[DATA SUPPLIED]
+-------+

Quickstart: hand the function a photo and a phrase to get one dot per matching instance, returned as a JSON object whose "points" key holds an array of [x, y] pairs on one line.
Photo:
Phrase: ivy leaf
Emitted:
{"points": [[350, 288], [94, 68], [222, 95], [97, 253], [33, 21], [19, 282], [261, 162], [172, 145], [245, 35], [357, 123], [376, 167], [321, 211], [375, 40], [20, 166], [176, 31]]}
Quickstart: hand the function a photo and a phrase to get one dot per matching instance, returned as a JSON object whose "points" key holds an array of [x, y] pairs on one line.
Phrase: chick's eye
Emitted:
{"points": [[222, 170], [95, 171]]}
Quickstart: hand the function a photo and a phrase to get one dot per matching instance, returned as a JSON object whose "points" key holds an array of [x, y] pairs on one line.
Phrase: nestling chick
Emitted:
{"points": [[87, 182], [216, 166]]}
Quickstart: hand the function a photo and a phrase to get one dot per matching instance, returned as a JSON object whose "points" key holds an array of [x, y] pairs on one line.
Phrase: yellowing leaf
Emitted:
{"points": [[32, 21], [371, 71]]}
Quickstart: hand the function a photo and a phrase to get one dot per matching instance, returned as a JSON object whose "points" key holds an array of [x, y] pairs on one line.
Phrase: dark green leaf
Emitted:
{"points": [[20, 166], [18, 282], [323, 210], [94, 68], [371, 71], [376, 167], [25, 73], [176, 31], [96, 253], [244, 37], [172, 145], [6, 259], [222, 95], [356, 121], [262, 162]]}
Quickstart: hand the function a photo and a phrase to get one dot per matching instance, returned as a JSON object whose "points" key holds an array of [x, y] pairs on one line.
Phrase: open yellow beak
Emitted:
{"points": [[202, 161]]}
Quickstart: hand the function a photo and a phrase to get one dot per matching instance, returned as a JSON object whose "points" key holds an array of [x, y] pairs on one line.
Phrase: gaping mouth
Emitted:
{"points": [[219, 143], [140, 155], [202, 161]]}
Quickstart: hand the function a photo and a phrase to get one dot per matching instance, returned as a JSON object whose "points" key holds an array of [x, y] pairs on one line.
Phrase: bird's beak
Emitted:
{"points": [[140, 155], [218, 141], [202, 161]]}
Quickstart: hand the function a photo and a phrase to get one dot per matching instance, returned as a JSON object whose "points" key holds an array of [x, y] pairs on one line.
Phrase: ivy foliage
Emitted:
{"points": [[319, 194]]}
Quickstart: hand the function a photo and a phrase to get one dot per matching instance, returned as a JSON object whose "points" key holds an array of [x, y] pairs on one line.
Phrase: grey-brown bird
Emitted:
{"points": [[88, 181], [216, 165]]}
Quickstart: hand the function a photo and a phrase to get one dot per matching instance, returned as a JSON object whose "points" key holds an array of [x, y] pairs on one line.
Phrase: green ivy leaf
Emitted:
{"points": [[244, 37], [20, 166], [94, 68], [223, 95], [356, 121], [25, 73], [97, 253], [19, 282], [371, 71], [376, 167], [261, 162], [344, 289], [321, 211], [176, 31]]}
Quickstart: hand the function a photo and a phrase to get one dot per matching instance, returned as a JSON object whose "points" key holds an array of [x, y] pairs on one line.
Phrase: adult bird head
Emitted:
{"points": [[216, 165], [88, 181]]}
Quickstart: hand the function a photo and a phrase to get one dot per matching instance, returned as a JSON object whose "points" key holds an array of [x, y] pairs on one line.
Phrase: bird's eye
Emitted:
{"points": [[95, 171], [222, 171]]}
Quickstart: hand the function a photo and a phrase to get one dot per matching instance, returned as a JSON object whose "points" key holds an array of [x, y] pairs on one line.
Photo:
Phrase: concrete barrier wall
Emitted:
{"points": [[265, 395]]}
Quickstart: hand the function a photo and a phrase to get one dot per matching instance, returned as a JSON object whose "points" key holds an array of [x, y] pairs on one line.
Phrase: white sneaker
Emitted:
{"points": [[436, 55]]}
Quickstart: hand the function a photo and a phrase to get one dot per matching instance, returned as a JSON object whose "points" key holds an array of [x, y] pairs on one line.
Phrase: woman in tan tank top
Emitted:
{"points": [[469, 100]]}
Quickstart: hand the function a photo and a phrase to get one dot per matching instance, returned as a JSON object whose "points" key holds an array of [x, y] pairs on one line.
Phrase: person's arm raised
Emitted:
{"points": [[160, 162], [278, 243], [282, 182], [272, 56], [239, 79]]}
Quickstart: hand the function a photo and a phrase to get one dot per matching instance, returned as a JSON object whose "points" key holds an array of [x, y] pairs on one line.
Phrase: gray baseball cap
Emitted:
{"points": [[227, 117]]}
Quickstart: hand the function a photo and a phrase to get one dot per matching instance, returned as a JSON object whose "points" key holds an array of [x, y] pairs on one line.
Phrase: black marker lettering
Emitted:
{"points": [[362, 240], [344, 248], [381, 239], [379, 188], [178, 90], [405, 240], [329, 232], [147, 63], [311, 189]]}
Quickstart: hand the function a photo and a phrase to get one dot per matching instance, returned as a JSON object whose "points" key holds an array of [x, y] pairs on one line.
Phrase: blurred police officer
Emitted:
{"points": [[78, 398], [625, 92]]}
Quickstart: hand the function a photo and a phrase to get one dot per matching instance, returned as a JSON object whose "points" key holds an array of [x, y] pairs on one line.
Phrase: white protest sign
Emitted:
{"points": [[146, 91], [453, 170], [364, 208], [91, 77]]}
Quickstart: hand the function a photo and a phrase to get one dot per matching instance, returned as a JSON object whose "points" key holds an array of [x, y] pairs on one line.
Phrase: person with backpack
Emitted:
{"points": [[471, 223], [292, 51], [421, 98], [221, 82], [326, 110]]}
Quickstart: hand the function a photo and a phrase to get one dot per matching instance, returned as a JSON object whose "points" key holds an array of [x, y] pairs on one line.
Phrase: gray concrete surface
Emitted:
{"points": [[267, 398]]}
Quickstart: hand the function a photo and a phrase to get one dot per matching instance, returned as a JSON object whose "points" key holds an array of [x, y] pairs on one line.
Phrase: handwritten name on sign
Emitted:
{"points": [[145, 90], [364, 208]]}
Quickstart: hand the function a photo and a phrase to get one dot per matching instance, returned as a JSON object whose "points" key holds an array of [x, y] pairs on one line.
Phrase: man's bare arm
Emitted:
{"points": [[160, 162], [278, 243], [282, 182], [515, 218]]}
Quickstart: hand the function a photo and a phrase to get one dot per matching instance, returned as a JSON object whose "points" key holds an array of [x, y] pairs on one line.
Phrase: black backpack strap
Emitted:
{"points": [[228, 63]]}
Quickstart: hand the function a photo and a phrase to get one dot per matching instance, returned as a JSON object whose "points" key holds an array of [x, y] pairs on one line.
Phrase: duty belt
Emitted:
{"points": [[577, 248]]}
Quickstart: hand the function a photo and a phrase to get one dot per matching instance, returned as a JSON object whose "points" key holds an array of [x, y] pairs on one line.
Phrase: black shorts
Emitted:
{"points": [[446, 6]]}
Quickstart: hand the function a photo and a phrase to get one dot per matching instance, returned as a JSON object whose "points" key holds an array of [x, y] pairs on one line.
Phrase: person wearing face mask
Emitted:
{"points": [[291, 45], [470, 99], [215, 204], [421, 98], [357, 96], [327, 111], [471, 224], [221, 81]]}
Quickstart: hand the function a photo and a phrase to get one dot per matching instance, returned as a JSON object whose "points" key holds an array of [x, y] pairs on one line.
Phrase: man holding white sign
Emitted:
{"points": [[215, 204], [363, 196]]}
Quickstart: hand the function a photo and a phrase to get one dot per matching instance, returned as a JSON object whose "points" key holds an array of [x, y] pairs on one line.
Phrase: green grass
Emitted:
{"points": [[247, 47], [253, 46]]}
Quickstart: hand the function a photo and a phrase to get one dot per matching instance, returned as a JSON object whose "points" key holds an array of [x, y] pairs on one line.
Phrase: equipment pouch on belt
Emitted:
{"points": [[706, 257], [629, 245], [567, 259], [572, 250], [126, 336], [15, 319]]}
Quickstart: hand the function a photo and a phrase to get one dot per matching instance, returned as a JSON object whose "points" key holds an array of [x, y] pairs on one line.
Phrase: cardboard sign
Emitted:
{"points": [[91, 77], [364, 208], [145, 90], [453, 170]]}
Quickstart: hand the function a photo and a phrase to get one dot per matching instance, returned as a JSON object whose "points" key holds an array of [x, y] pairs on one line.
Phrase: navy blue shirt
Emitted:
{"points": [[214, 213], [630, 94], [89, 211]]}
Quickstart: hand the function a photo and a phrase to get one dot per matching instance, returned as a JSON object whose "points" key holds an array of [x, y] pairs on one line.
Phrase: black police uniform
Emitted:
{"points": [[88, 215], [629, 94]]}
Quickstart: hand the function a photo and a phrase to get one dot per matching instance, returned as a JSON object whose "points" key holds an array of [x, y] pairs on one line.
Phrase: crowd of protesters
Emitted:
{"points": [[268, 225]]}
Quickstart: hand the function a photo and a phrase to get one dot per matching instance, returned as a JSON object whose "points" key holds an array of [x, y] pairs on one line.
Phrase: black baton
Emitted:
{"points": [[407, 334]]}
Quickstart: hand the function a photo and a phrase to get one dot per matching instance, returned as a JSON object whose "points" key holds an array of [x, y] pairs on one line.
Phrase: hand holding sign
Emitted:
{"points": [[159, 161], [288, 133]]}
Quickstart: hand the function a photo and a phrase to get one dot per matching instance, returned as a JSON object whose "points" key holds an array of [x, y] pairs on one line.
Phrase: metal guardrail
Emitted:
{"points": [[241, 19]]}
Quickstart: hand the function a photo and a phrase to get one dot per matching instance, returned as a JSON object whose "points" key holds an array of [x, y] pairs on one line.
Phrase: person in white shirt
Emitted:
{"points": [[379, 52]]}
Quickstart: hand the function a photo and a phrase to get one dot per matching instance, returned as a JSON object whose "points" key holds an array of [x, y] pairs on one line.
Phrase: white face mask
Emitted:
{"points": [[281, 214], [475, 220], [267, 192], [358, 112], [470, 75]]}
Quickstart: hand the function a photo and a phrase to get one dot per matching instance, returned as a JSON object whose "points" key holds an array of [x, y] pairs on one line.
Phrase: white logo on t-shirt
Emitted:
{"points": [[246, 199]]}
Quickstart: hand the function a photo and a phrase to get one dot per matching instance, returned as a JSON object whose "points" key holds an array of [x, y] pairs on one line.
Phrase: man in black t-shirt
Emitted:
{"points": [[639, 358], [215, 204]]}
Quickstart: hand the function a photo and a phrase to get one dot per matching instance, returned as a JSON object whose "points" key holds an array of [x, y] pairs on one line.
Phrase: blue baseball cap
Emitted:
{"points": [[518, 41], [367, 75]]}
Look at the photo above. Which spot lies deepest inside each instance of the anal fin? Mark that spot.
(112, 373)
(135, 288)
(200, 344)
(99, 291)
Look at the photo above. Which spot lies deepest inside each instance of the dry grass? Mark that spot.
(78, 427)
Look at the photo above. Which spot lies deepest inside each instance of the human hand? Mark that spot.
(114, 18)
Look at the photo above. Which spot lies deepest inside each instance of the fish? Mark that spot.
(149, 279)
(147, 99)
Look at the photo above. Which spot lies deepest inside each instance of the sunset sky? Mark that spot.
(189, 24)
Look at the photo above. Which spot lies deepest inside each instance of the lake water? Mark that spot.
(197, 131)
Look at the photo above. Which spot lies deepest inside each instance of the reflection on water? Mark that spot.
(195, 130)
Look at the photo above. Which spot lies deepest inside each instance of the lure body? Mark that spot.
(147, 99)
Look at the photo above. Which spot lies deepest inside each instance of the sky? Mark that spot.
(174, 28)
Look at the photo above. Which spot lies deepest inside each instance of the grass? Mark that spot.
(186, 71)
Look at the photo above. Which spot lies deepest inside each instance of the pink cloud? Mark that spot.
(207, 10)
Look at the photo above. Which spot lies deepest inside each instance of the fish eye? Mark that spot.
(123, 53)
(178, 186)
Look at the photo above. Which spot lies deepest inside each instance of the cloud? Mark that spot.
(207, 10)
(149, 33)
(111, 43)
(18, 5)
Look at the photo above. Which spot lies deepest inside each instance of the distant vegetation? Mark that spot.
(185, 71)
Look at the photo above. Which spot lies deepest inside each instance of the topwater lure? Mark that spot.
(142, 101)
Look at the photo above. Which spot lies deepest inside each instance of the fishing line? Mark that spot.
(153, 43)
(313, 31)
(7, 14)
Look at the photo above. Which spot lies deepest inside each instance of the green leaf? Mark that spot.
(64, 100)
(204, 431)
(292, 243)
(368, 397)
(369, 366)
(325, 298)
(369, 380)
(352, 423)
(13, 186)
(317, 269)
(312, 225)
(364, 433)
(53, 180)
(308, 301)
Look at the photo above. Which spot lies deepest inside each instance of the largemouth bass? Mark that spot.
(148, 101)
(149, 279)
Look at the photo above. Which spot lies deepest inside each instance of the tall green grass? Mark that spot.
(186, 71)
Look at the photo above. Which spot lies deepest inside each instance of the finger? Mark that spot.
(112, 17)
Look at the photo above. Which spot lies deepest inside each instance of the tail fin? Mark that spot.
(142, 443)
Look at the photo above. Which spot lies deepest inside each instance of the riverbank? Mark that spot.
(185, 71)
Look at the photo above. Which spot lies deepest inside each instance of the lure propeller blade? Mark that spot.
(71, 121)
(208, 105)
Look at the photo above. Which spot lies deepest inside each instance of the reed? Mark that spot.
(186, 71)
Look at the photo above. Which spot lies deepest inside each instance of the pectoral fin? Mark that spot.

+-------+

[WHAT YOU HAVE TO DO]
Everything from the first line of the records through the line containing "Phrase: yellowing leaf" is to be set down exactly, while later lines are left out.

[TASK RESPONSE]
Quickstart: hand the function a photo and a phrase to get one dot per matching instance, returned as a JSON object whose "points" key holds an array of [x, y] pairs on one line.
Photo:
Phrase: ivy leaf
Emitted:
{"points": [[350, 288], [94, 68], [222, 95], [97, 253], [33, 21], [19, 282], [261, 162], [172, 145], [245, 35], [357, 123], [376, 167], [321, 211], [375, 40], [20, 166], [176, 31]]}
Quickstart: hand the function a photo and a phrase to get one dot per matching instance, returned as a JSON object whose "points" key holds an array of [x, y] pairs on one line.
Phrase: chick's eye
Emitted:
{"points": [[222, 170], [95, 171]]}
Quickstart: hand the function a photo and a phrase to get one dot per matching instance, returned as a JSON object whose "points" key holds an array of [x, y] pairs on one line.
Phrase: nestling chick
Emitted:
{"points": [[87, 182], [216, 166]]}
Quickstart: hand the function a photo and a phrase to get one dot per matching instance, returned as a JSON object whose "points" key holds an array of [x, y] pairs on one line.
Phrase: yellowing leaf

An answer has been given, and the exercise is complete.